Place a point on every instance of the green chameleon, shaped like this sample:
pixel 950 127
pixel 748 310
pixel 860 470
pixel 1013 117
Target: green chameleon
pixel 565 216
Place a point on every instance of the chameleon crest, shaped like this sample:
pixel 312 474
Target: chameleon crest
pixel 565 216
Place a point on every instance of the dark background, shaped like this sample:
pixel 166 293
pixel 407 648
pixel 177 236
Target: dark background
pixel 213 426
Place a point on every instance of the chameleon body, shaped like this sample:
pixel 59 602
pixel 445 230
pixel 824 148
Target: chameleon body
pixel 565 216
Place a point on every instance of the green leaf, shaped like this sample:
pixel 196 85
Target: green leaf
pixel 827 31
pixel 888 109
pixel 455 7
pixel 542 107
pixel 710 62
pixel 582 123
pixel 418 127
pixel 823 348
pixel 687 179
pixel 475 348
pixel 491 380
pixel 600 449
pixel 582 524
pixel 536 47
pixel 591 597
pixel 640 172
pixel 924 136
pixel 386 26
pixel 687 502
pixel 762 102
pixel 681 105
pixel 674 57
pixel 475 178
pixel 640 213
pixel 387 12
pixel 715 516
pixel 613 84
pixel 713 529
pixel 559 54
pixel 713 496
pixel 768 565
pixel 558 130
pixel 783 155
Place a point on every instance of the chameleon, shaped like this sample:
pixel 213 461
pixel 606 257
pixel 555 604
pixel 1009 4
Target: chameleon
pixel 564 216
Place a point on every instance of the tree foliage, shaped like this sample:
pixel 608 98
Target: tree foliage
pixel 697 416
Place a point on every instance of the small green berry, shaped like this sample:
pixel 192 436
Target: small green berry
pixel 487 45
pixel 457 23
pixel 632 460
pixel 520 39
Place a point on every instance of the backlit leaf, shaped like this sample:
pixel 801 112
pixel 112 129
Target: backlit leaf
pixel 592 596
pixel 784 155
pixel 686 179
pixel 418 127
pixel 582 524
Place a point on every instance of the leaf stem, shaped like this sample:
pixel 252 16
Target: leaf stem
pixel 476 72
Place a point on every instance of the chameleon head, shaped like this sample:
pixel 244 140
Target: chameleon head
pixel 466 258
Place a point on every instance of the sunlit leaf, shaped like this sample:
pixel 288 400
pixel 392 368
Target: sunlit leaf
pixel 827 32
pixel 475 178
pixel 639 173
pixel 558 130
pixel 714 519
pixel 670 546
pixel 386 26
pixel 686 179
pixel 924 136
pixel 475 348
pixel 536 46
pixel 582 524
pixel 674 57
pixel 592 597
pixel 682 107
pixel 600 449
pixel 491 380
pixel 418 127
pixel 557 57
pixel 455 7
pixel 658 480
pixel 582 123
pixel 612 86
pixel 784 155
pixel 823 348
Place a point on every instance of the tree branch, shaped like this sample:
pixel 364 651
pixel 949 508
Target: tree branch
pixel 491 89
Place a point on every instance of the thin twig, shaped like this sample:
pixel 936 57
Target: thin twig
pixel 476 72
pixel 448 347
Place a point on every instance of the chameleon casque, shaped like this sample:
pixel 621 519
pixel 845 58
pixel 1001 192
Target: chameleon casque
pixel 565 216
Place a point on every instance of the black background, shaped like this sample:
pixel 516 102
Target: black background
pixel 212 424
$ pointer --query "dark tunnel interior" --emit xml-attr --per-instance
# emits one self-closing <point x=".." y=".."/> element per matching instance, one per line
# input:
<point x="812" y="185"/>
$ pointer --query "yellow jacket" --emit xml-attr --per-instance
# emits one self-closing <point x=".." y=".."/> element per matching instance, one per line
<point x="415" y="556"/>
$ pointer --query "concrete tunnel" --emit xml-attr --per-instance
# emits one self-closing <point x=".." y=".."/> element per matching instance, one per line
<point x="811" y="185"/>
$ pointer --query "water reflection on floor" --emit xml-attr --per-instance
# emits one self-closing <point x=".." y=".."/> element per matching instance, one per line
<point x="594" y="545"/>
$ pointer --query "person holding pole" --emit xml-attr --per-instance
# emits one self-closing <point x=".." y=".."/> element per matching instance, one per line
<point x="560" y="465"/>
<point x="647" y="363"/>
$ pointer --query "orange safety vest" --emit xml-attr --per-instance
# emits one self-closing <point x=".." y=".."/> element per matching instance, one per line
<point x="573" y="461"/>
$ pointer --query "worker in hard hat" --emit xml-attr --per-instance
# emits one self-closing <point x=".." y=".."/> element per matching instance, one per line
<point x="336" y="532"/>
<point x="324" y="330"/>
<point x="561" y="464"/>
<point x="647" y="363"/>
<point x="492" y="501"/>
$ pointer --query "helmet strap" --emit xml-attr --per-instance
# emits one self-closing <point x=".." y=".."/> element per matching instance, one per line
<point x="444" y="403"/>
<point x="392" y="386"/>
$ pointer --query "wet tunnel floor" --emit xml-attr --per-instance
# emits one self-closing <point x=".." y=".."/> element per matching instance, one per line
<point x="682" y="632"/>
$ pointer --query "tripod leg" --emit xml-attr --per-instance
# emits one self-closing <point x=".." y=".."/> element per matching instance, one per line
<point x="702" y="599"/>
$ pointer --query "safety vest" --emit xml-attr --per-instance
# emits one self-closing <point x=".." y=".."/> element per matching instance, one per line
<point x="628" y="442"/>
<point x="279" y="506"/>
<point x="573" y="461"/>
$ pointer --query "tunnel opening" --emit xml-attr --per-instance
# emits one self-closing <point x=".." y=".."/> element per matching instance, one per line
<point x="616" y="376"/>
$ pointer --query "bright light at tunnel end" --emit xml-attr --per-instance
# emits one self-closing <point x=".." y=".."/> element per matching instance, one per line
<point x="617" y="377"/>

-*-*-

● **WHAT THE EXERCISE ASKS**: Lay out all of the lines above as a numbered list, leaving out any blank lines.

● **RESPONSE FOR THIS EXERCISE**:
1. Place a point on every instance of the green chameleon, shaped like this sample:
2. pixel 950 127
3. pixel 748 310
4. pixel 860 470
5. pixel 1013 117
6. Target: green chameleon
7. pixel 565 216
8. Place a point on every instance of the chameleon crest, shaped like this sample:
9. pixel 312 474
10. Target: chameleon crest
11. pixel 565 216
12. Place a point on every instance of the dark background, shaped like this sample:
13. pixel 166 293
14. pixel 407 648
15. pixel 177 236
16. Target: dark background
17. pixel 213 426
18. Place a point on every instance of the chameleon body, shaped like this sample:
19. pixel 59 602
20. pixel 445 230
21. pixel 824 148
22. Target: chameleon body
23. pixel 565 216
24. Place a point on every instance of the green leaf, shaped like this sample:
25. pixel 196 85
26. Target: green leaf
27. pixel 827 31
28. pixel 888 109
29. pixel 455 7
30. pixel 542 107
31. pixel 710 62
32. pixel 582 123
33. pixel 418 127
34. pixel 823 348
35. pixel 687 179
36. pixel 475 348
37. pixel 491 380
38. pixel 600 449
39. pixel 582 524
40. pixel 536 47
41. pixel 591 597
42. pixel 640 172
43. pixel 924 136
44. pixel 386 26
45. pixel 687 502
46. pixel 762 102
47. pixel 681 105
48. pixel 674 57
49. pixel 475 178
50. pixel 640 213
51. pixel 387 12
52. pixel 715 516
53. pixel 613 84
54. pixel 713 529
55. pixel 559 54
56. pixel 713 496
57. pixel 768 565
58. pixel 558 130
59. pixel 783 155
60. Place a point on every instance of the chameleon, shaped like this sample:
61. pixel 213 461
62. pixel 606 257
63. pixel 555 604
64. pixel 1009 4
65. Target: chameleon
66. pixel 564 216
67. Place a point on every instance of the tree foliage, shaped like this sample:
68. pixel 608 98
69. Target: tree foliage
70. pixel 697 416
71. Place a point on every instance of the small green berry, shaped like this sample:
72. pixel 192 436
73. Target: small green berry
74. pixel 487 45
75. pixel 457 23
76. pixel 632 460
77. pixel 520 39
78. Place a point on every instance of the backlit leaf, shaped like this sample:
79. pixel 801 112
80. pixel 112 129
81. Target: backlit leaf
82. pixel 592 596
83. pixel 784 155
84. pixel 686 179
85. pixel 418 127
86. pixel 582 524
87. Place a point on every instance of the leaf stem, shaped like this sample:
88. pixel 252 16
89. Target: leaf stem
90. pixel 476 72
91. Place a point on every instance of the chameleon head, shaped like this sample:
92. pixel 244 140
93. Target: chameleon head
94. pixel 466 258
95. Place a point on every instance of the sunlit leaf, shaped like this sample:
96. pixel 288 400
97. pixel 392 368
98. Target: sunlit leaf
99. pixel 827 32
100. pixel 475 178
101. pixel 639 173
102. pixel 558 130
103. pixel 714 519
104. pixel 670 546
105. pixel 386 26
106. pixel 686 179
107. pixel 924 136
108. pixel 475 348
109. pixel 536 46
110. pixel 582 524
111. pixel 674 57
112. pixel 592 597
113. pixel 682 107
114. pixel 600 449
115. pixel 491 380
116. pixel 418 127
117. pixel 557 57
118. pixel 455 7
119. pixel 658 480
120. pixel 582 123
121. pixel 612 86
122. pixel 784 155
123. pixel 823 348
124. Place a point on every instance of the tree branch, shaped like this sample:
125. pixel 364 651
126. pixel 949 508
127. Target: tree branch
128. pixel 491 89
129. Place a point on every instance of the thin twig, shaped like this sample:
130. pixel 936 57
131. Target: thin twig
132. pixel 476 72
133. pixel 448 347
134. Place a point on every instance of the chameleon casque, shaped like this sample:
135. pixel 621 519
136. pixel 845 58
137. pixel 1001 192
138. Target: chameleon casque
139. pixel 565 216
140. Place a point on every instance of the black background, shaped like this sample:
141. pixel 516 102
142. Target: black background
143. pixel 212 424
144. $ pointer --query "dark tunnel interior" --emit xml-attr --per-instance
145. # emits one self-closing <point x=".." y=".."/> element per matching instance, one per line
146. # input:
147. <point x="812" y="185"/>
148. $ pointer --query "yellow jacket" --emit xml-attr --per-instance
149. # emits one self-closing <point x=".." y=".."/> element per matching instance, one per line
150. <point x="415" y="556"/>
151. $ pointer --query "concrete tunnel" --emit xml-attr --per-instance
152. # emits one self-closing <point x=".." y=".."/> element per matching instance, one per line
153. <point x="811" y="185"/>
154. $ pointer --query "water reflection on floor" --emit xml-attr --per-instance
155. # emits one self-closing <point x=".." y=".."/> element per matching instance, one per line
156. <point x="594" y="545"/>
157. $ pointer --query "person holding pole" --emit xml-attr --per-instance
158. # emits one self-closing <point x=".." y=".."/> element per matching instance, one per line
159. <point x="560" y="465"/>
160. <point x="647" y="363"/>
161. $ pointer --query "orange safety vest" --emit xml-attr --per-instance
162. # emits one self-closing <point x=".." y=".."/> element per matching instance, one per line
163. <point x="573" y="461"/>
164. $ pointer --query "worker in hard hat" --emit xml-attr --per-instance
165. # emits one self-closing <point x=".." y=".."/> element per matching instance, one per line
166. <point x="336" y="532"/>
167. <point x="324" y="330"/>
168. <point x="561" y="464"/>
169. <point x="647" y="363"/>
170. <point x="492" y="501"/>
171. $ pointer --query "helmet strap" --emit xml-attr --per-instance
172. # emits one self-closing <point x=".." y=".."/> element per matching instance, one per line
173. <point x="444" y="403"/>
174. <point x="392" y="386"/>
175. $ pointer --query "wet tunnel floor" --emit xml-attr --per-instance
176. # emits one self-closing <point x=".." y=".."/> element per matching instance, one per line
177. <point x="682" y="632"/>
178. $ pointer --query "tripod leg" --emit xml-attr --per-instance
179. # emits one self-closing <point x=".." y=".."/> element per matching instance, one per line
180. <point x="702" y="599"/>
181. $ pointer --query "safety vest" --emit xml-attr --per-instance
182. # emits one self-closing <point x=".." y=".."/> element per matching instance, one per line
183. <point x="628" y="442"/>
184. <point x="279" y="506"/>
185. <point x="573" y="461"/>
186. $ pointer --query "tunnel opening" --emit xml-attr --per-instance
187. # emits one self-closing <point x=".." y=".."/> element per matching instance, one per line
188. <point x="616" y="376"/>
189. $ pointer --query "bright light at tunnel end" --emit xml-attr --per-instance
190. # emits one self-closing <point x=".." y=".."/> element per matching instance, one per line
191. <point x="617" y="377"/>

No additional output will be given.